__To do__
**1.** Answer these questions about the passage on Louisiana's civil law, marking each answer with the same letter as its question.
(a) In what year did A Civil Law to Common Law Dictionary come out?
(b) What are Louisiana parishes the equivalent of?
(c) What is the parish a holdover from?
**2.** Can you render the lines of the records from the one containing "Check that every instance of the black sweatpants" through the end of the records, inclusive, as a Markdown table with the columns Row and Content, skipping any blank lines?
::: Text to read :::
In large part, the same can be said for Louisiana’s civil law system for non-criminal matters and the common law traditions of other states.  While many of the phrases are different, the concepts are the same.  There are, however, a few substantive differences that can trip up the unsuspecting in both business and personal dealings.  A very useful reference guide for cross-border dealings can be found in Stephan Kinsella’s 1994 publication, A Civil Law to Common Law Dictionary (available at https://digitalcommons.law.lsu.edu/lalrev/vol54/iss5/5). I recommend parties on both sides of cross-border deals print themselves a copy; it will help you understand one another.

Differences in Vocabulary

There are plenty of examples of nearly identical legal concepts that have unique names under Louisiana’s civil law system.  As mentioned above, Louisiana parishes are the equivalent of Texas counties; the parish being a holdover from Roman Catholic influence during Spanish and French rule of the territory.
::: Data for processing :::
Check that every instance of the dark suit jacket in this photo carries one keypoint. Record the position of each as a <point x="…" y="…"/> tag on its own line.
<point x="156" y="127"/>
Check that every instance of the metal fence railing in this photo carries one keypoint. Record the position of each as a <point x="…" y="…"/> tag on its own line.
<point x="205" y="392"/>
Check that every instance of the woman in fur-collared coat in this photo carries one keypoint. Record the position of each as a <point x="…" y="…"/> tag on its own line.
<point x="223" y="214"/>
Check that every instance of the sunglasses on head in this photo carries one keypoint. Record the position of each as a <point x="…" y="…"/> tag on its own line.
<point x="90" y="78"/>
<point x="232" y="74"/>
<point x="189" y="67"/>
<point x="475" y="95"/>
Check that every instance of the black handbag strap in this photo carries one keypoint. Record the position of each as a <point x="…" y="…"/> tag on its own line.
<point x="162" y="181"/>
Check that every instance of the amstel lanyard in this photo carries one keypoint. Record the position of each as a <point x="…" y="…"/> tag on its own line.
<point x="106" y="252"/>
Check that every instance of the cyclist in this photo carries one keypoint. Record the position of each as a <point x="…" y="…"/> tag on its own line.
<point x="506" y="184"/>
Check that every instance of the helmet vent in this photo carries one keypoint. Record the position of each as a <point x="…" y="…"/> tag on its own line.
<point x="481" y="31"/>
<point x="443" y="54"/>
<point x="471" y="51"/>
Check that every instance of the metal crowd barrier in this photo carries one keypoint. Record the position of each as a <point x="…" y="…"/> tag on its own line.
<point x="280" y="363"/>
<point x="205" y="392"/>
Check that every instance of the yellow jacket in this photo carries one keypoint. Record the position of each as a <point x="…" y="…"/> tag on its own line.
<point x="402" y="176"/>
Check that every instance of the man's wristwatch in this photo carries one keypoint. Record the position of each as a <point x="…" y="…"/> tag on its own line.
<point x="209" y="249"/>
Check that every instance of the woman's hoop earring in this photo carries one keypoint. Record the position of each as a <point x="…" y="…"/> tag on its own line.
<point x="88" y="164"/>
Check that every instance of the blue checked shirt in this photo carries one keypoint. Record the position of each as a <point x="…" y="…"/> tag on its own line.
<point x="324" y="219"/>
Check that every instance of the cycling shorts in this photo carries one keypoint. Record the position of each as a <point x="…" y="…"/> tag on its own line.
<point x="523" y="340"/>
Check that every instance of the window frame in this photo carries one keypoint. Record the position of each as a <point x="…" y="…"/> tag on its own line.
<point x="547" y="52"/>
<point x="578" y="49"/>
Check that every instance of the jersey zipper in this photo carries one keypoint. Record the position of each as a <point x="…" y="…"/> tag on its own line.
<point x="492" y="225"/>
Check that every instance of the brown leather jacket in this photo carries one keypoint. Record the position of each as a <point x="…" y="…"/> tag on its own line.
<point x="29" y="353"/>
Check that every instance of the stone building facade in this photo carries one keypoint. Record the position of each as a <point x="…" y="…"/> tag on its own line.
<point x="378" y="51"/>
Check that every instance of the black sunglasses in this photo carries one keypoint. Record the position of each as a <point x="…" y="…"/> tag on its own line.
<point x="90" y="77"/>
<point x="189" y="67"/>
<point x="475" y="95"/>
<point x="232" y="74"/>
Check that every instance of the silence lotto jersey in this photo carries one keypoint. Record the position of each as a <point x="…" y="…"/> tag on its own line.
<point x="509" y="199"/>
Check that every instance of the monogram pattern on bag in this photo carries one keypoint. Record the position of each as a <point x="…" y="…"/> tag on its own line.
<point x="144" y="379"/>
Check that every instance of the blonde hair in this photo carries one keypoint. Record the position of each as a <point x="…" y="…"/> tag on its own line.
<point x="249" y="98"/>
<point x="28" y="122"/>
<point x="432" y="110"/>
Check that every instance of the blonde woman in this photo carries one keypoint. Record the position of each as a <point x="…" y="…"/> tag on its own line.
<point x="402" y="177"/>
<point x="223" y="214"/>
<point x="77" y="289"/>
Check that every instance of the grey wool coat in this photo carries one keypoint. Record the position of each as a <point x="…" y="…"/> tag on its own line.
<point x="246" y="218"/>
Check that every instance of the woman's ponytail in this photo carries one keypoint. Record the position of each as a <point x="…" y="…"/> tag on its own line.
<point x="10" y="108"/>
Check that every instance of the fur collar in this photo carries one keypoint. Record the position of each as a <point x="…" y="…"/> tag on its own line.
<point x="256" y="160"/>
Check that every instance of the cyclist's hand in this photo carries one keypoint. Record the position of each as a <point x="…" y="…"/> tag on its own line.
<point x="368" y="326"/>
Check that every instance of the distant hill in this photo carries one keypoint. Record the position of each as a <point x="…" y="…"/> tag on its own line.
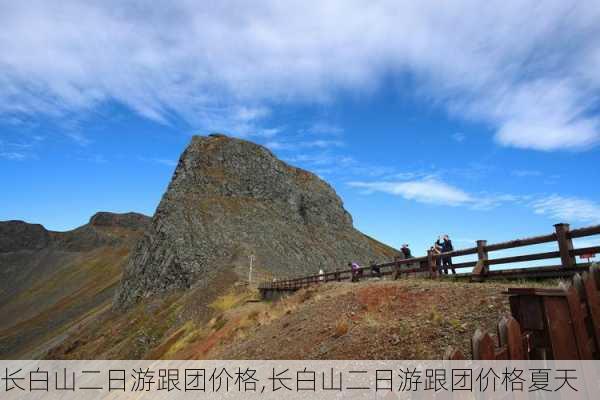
<point x="51" y="280"/>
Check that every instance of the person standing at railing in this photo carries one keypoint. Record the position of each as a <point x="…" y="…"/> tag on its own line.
<point x="447" y="260"/>
<point x="437" y="250"/>
<point x="375" y="271"/>
<point x="406" y="251"/>
<point x="356" y="271"/>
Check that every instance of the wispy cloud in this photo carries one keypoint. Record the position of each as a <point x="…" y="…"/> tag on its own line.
<point x="13" y="155"/>
<point x="429" y="191"/>
<point x="524" y="173"/>
<point x="459" y="137"/>
<point x="563" y="208"/>
<point x="316" y="144"/>
<point x="531" y="72"/>
<point x="157" y="160"/>
<point x="324" y="128"/>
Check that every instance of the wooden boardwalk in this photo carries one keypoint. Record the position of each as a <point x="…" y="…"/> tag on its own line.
<point x="477" y="270"/>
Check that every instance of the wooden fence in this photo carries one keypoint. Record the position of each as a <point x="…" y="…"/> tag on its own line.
<point x="559" y="324"/>
<point x="480" y="268"/>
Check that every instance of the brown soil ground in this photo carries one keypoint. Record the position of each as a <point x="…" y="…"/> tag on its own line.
<point x="412" y="318"/>
<point x="408" y="319"/>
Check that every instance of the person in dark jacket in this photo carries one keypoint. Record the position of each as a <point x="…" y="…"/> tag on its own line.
<point x="447" y="260"/>
<point x="406" y="251"/>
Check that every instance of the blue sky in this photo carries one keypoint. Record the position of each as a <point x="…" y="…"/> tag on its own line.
<point x="482" y="123"/>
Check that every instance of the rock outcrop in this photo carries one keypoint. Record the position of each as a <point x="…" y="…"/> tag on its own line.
<point x="51" y="280"/>
<point x="229" y="199"/>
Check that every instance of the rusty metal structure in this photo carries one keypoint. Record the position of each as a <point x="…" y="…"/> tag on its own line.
<point x="546" y="324"/>
<point x="480" y="269"/>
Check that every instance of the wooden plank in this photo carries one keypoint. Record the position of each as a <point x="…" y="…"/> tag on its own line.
<point x="592" y="294"/>
<point x="587" y="231"/>
<point x="531" y="313"/>
<point x="509" y="335"/>
<point x="560" y="330"/>
<point x="586" y="250"/>
<point x="526" y="257"/>
<point x="483" y="346"/>
<point x="565" y="245"/>
<point x="453" y="354"/>
<point x="521" y="242"/>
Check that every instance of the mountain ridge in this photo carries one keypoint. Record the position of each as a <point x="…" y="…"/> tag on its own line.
<point x="230" y="199"/>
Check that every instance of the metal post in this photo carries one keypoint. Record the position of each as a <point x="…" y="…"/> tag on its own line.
<point x="251" y="257"/>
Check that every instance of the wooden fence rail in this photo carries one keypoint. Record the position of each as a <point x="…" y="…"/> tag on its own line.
<point x="428" y="264"/>
<point x="559" y="324"/>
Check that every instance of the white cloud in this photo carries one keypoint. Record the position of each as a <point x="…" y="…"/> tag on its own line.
<point x="431" y="190"/>
<point x="525" y="173"/>
<point x="324" y="128"/>
<point x="318" y="144"/>
<point x="13" y="155"/>
<point x="568" y="209"/>
<point x="459" y="137"/>
<point x="531" y="71"/>
<point x="425" y="191"/>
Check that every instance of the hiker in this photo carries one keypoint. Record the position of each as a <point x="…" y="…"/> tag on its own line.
<point x="375" y="271"/>
<point x="447" y="260"/>
<point x="356" y="271"/>
<point x="437" y="250"/>
<point x="406" y="251"/>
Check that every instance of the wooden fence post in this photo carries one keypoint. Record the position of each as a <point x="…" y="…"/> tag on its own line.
<point x="509" y="335"/>
<point x="481" y="267"/>
<point x="483" y="346"/>
<point x="565" y="245"/>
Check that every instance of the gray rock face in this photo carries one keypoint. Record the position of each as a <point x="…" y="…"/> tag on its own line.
<point x="230" y="198"/>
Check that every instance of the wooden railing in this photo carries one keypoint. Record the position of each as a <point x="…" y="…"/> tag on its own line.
<point x="559" y="324"/>
<point x="428" y="264"/>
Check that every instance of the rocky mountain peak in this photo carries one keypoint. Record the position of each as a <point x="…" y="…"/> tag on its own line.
<point x="129" y="220"/>
<point x="230" y="198"/>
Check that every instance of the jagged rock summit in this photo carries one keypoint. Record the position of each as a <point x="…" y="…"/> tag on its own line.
<point x="230" y="198"/>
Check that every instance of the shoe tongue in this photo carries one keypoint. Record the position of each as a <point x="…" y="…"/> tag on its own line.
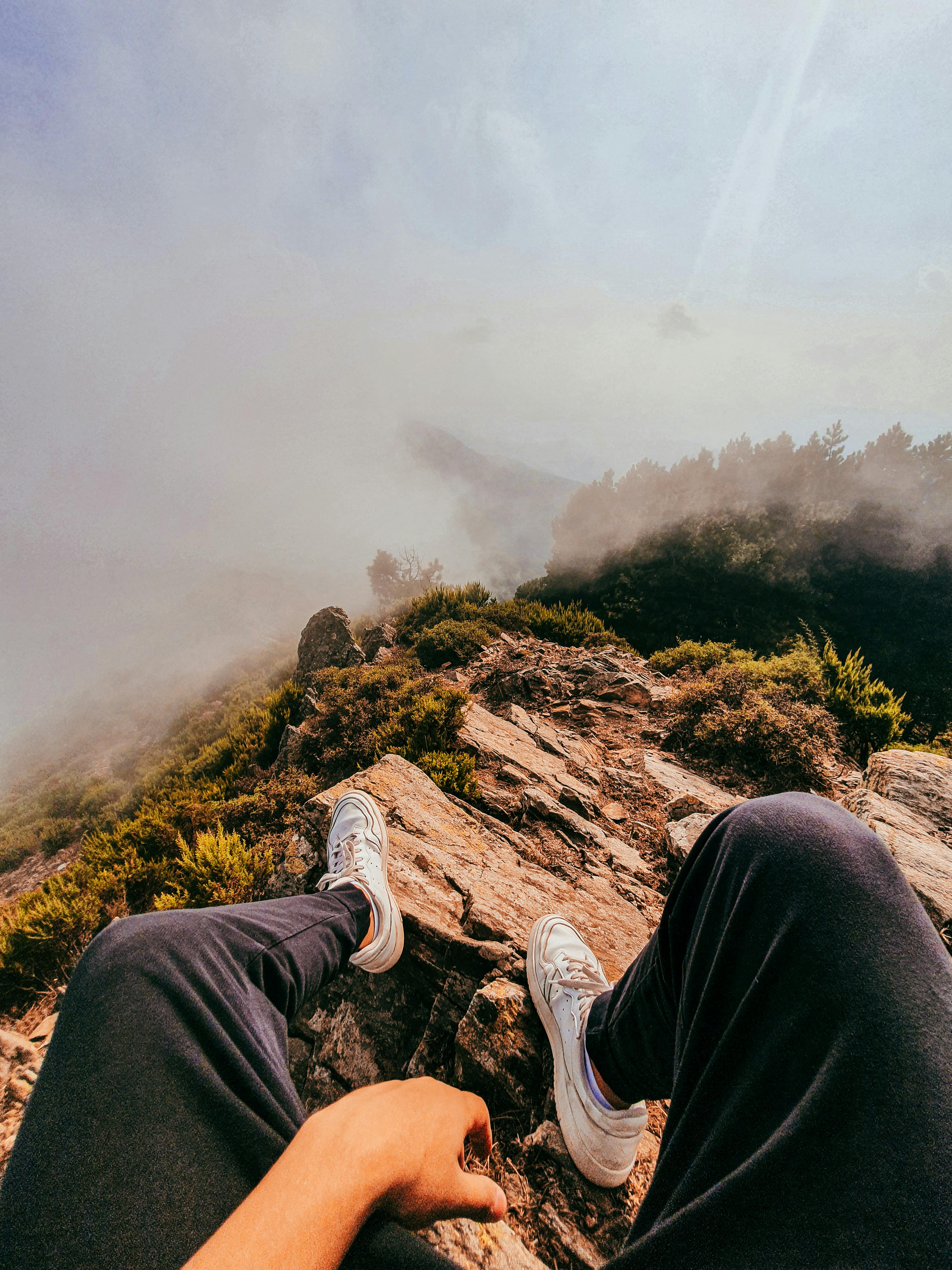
<point x="350" y="821"/>
<point x="570" y="948"/>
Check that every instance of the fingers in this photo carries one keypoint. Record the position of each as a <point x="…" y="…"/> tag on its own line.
<point x="479" y="1198"/>
<point x="479" y="1128"/>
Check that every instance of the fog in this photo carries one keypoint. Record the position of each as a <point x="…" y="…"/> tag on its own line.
<point x="244" y="246"/>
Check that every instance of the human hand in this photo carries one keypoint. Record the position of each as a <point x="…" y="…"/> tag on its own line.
<point x="404" y="1142"/>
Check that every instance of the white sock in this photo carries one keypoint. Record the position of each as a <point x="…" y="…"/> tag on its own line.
<point x="591" y="1077"/>
<point x="371" y="901"/>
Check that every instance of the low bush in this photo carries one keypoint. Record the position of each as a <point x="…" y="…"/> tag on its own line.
<point x="454" y="642"/>
<point x="756" y="728"/>
<point x="870" y="714"/>
<point x="456" y="774"/>
<point x="219" y="869"/>
<point x="366" y="712"/>
<point x="130" y="862"/>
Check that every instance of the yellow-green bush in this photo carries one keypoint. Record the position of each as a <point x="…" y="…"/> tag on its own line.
<point x="372" y="711"/>
<point x="219" y="869"/>
<point x="870" y="714"/>
<point x="456" y="774"/>
<point x="126" y="864"/>
<point x="754" y="727"/>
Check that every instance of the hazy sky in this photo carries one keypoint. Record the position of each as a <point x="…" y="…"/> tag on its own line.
<point x="243" y="243"/>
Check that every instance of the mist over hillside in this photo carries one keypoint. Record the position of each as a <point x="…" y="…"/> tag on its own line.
<point x="504" y="507"/>
<point x="772" y="538"/>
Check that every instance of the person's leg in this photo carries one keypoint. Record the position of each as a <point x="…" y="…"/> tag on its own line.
<point x="796" y="1006"/>
<point x="166" y="1095"/>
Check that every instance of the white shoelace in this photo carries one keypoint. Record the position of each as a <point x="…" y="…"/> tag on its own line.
<point x="579" y="978"/>
<point x="346" y="862"/>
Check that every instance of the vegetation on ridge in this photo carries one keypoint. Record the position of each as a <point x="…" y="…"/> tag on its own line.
<point x="211" y="816"/>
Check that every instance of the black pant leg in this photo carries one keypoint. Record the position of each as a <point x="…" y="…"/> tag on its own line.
<point x="796" y="1006"/>
<point x="166" y="1094"/>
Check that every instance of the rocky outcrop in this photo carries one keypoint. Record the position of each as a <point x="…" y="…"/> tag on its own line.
<point x="915" y="841"/>
<point x="327" y="641"/>
<point x="681" y="836"/>
<point x="923" y="783"/>
<point x="21" y="1058"/>
<point x="686" y="792"/>
<point x="377" y="642"/>
<point x="458" y="1004"/>
<point x="463" y="884"/>
<point x="477" y="1246"/>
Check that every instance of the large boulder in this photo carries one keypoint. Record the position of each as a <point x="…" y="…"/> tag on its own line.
<point x="923" y="783"/>
<point x="687" y="792"/>
<point x="499" y="741"/>
<point x="681" y="836"/>
<point x="446" y="864"/>
<point x="915" y="843"/>
<point x="328" y="641"/>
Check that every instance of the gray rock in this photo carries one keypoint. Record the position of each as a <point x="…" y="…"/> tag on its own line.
<point x="499" y="1047"/>
<point x="549" y="1139"/>
<point x="327" y="641"/>
<point x="923" y="783"/>
<point x="480" y="1246"/>
<point x="570" y="1239"/>
<point x="681" y="836"/>
<point x="377" y="641"/>
<point x="915" y="843"/>
<point x="678" y="782"/>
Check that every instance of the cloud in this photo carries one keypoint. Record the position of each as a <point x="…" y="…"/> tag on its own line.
<point x="243" y="244"/>
<point x="676" y="323"/>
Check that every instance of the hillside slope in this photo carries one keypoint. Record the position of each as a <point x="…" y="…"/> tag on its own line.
<point x="579" y="808"/>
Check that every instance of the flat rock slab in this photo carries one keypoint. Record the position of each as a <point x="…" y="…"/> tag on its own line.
<point x="923" y="783"/>
<point x="923" y="858"/>
<point x="501" y="741"/>
<point x="441" y="858"/>
<point x="678" y="782"/>
<point x="480" y="1246"/>
<point x="681" y="836"/>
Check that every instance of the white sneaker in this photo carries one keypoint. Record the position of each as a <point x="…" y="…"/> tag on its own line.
<point x="357" y="853"/>
<point x="565" y="978"/>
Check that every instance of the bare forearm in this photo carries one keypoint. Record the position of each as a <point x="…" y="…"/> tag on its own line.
<point x="304" y="1215"/>
<point x="397" y="1147"/>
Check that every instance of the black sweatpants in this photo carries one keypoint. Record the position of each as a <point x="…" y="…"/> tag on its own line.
<point x="795" y="1005"/>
:::
__Full answers__
**1.**
(a) 1994
(b) Texas counties
(c) Roman Catholic influence during Spanish and French rule of the territory

**2.**
| Row | Content |
|---|---|
| 1 | Check that every instance of the black sweatpants in this photo carries one keypoint. Record the position of each as a <point x="…" y="…"/> tag on its own line. |
| 2 | <point x="795" y="1005"/> |